#### PROVIDED TEXT
__________

Open-Source Observability Stack (Prometheus, Grafana, Loki, AlertManager)¶

Scope¶

Open-source observability stack: Prometheus (retention, sizing, recording rules, federation), AlertManager (routing, grouping, silencing), Grafana (provisioning, authentication, dashboards-as-code), Loki (label design, retention), Promtail/Alloy agents, node_exporter, blackbox_exporter, and Ceph monitoring integration.

Checklist¶

Why This Matters¶

Commercial monitoring solutions (Datadog, New Relic, Splunk) carry per-host or per-GB pricing that becomes prohibitive at scale in on-prem environments -- a 200-node deployment with Datadog can easily exceed $100K/yr. The Prometheus/Grafana/Loki stack provides equivalent capabilities (metrics, dashboards, alerting, log aggregation) at zero licensing cost, with the trade-off of operational responsibility. However, this stack requires deliberate sizing and configuration. Prometheus is a single-node, in-memory time-series database by design -- it does not cluster natively, and running out of RAM causes OOM kills that create monitoring blackouts during the exact incidents you need visibility into. Loki's label-based architecture is fundamentally different from Elasticsearch's full-text indexing; misunderstanding this leads to either massive index bloat (too many labels) or unusable query performance (no labels, grep through everything). AlertManager's routing tree is the single most impactful configuration for on-call experience -- misconfigured grouping causes either alert floods (hundreds of individual alerts during an outage) or silently dropped alerts.

__________

Bounding-box annotations for photos
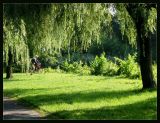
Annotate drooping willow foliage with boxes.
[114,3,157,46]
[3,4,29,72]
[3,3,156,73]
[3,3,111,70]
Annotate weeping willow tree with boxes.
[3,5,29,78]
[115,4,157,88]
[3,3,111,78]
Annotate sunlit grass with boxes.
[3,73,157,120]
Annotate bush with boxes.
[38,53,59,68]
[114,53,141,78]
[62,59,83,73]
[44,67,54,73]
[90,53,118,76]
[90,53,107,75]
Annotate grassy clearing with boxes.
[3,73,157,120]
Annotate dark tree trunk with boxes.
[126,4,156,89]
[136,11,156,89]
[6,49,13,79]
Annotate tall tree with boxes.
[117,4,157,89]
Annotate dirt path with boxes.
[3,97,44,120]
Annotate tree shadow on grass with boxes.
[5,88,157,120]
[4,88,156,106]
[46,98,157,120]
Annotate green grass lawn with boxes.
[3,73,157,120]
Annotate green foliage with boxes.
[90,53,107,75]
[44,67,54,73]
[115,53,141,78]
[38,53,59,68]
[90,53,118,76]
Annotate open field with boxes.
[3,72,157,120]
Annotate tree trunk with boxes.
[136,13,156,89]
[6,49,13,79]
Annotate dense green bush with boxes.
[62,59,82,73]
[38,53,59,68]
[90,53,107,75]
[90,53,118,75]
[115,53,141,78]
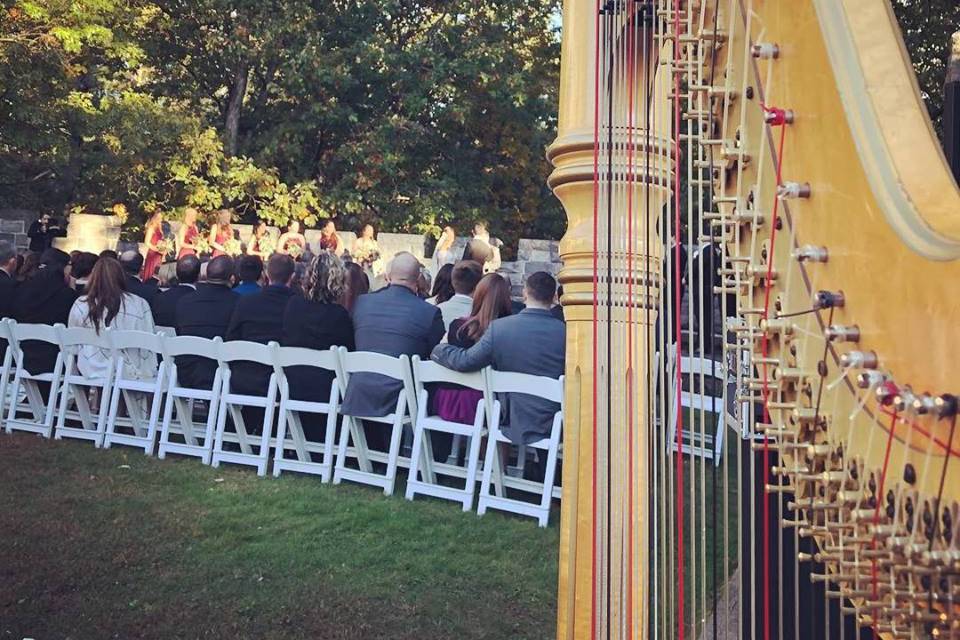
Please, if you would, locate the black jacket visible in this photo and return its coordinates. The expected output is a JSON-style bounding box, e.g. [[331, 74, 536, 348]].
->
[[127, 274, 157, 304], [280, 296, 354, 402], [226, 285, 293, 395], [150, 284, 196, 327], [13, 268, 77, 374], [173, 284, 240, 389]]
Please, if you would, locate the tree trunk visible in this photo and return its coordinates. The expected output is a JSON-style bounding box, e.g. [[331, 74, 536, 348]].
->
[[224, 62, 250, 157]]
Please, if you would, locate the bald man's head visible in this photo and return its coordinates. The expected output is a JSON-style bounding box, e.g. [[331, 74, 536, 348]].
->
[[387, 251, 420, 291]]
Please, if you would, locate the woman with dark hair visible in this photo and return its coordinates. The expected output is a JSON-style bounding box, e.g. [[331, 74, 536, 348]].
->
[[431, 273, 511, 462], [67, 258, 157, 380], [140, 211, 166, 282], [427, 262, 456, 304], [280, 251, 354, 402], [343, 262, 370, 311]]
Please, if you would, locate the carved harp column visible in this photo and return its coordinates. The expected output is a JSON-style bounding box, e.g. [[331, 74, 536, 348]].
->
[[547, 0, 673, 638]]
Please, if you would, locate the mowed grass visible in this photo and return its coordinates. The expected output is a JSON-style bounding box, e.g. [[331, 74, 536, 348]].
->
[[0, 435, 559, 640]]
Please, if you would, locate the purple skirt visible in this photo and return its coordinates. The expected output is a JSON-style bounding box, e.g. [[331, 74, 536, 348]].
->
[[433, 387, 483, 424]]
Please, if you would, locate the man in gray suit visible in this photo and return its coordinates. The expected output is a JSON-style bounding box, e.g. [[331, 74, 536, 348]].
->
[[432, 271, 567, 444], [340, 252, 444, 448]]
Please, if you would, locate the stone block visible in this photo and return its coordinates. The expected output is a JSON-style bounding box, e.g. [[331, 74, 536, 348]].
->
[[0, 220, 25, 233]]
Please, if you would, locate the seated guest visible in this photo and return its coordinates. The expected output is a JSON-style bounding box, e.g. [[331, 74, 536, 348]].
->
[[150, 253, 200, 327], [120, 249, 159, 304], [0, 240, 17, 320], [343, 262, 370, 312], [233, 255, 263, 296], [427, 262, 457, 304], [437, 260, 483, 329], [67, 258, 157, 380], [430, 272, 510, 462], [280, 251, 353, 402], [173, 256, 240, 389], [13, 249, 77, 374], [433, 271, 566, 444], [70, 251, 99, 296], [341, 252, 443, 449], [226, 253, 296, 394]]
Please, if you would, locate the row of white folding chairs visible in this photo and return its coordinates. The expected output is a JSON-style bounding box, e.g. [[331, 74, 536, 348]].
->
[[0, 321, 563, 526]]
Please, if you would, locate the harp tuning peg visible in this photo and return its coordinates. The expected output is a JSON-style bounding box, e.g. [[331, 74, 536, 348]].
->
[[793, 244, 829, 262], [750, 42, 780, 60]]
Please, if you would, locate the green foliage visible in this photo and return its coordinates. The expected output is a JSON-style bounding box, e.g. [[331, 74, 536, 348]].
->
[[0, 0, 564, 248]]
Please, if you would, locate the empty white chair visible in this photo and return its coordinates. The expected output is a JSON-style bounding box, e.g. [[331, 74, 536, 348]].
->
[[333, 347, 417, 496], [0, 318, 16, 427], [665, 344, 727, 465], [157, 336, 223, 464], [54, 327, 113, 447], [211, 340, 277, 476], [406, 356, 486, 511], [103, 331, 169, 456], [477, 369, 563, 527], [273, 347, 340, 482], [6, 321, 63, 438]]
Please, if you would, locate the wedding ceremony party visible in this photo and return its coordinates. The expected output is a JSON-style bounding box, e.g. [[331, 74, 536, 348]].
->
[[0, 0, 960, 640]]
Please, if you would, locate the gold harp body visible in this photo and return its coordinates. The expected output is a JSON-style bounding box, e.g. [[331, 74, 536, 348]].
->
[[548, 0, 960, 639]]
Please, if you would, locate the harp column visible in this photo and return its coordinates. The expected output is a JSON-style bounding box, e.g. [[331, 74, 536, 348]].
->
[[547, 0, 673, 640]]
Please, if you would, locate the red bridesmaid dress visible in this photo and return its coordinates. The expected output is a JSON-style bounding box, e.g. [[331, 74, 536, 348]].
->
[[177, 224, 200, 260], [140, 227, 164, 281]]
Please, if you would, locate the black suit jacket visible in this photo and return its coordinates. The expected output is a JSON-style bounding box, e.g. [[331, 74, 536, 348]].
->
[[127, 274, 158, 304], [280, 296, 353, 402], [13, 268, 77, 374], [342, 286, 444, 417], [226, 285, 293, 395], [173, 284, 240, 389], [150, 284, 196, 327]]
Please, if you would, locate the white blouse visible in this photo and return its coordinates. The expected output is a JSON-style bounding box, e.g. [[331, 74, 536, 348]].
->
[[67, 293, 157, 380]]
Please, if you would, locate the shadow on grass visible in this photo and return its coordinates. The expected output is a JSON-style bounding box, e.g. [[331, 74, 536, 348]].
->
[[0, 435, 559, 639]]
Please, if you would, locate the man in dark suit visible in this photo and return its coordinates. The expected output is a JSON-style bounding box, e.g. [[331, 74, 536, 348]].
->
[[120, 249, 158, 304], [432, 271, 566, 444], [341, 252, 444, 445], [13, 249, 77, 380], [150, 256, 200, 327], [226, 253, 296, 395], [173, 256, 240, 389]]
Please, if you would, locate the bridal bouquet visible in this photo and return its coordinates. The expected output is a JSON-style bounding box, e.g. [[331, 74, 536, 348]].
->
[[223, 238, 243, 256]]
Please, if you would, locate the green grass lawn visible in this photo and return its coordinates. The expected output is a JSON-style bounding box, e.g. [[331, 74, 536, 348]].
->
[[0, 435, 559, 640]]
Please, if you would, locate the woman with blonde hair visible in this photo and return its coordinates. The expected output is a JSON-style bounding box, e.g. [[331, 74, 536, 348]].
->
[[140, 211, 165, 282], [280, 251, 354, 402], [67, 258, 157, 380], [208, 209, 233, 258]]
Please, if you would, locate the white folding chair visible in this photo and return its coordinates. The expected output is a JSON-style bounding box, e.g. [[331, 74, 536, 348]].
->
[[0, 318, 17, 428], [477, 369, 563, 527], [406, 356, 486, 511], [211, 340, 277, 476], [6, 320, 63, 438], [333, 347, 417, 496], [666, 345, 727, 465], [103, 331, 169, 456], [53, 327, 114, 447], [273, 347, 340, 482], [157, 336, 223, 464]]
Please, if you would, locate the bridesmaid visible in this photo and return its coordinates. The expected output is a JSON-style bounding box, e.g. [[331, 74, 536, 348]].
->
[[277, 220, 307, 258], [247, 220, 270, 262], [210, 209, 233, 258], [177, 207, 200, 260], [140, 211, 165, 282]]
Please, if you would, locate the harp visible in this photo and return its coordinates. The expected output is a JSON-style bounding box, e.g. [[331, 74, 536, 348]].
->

__________

#### GOAL 1
Do these statements agree with the observability stack page? For each one, answer yes or no and quote the words from the page that decide it. (a) Prometheus can cluster natively. (b) Running Datadog on 200 nodes can cost more than $100K a year. (c) Loki indexes logs with full-text indexing, the same way Elasticsearch does.
#### GOAL 2
Continue the observability stack page from the point where it stops.
The rows are separate material and are not part of the observability stack page.

#### ANSWER 1
(a) No. "it does not cluster natively"
(b) Yes. "a 200-node deployment with Datadog can easily exceed $100K/yr"
(c) No. "Loki's label-based architecture is fundamentally different from Elasticsearch's full-text indexing"

#### ANSWER 2
Common Decisions (ADR Triggers)¶

Long-term storage backend -- Thanos (sidecar pattern, object storage, globally queryable, battle-tested at scale), Cortex (multi-tenant, horizontally scalable, complex to operate), Grafana Mimir (Cortex successor by Grafana Labs, simplified deployment, enterprise features), or VictoriaMetrics (single binary, high performance, drop-in Prometheus replacement with built-in long-term storage). Thanos is the most widely deployed; Mimir is gaining adoption rapidly. VictoriaMetrics is simplest operationally if you do not need multi-tenancy.
Grafana OSS vs Grafana Cloud -- Self-hosted Grafana is free but requires infrastructure and operational effort. Grafana Cloud provides managed Prometheus (Mimir), Loki, and Grafana with a generous free tier (10K metrics series, 50GB logs/mo) and per-usage pricing. For teams without deep observability expertise, Grafana Cloud eliminates the operational burden at ~$8/user/mo plus usage. On-prem agents (Grafana Alloy) can remote-write to Grafana Cloud.
Log aggregation: Loki vs Elasticsearch/OpenSearch -- Loki is cheaper to operate (indexes only labels, not log content) and integrates natively with Grafana, but LogQL is less powerful than Elasticsearch KQL for complex full-text search. Elasticsearch is better for security/SIEM use cases (correlating across diverse log sources) but requires significant memory and storage (plan 1 GB RAM per 1 TB indexed data). Choose Loki for operational logs, Elasticsearch for security analytics.
Agent: Promtail vs Grafana Alloy vs OpenTelemetry Collector -- Promtail is Loki-specific (simple, reliable). Grafana Alloy (formerly Grafana Agent) is a unified agent that can scrape Prometheus metrics, collect logs (replacing Promtail), and receive OpenTelemetry traces. OpenTelemetry Collector is vendor-neutral and supports multiple backends. If using only the Grafana stack, Alloy simplifies to one agent per host.
Deployment: VMs vs containers -- Prometheus and Grafana run well on VMs (systemd services) or in containers (Docker Compose, Kubernetes). For on-prem without Kubernetes, VM deployment with Ansible/Puppet is simpler. For Kubernetes environments, use the kube-prometheus-stack Helm chart, which deploys Prometheus Operator, Grafana, AlertManager, and node_exporter with sensible defaults.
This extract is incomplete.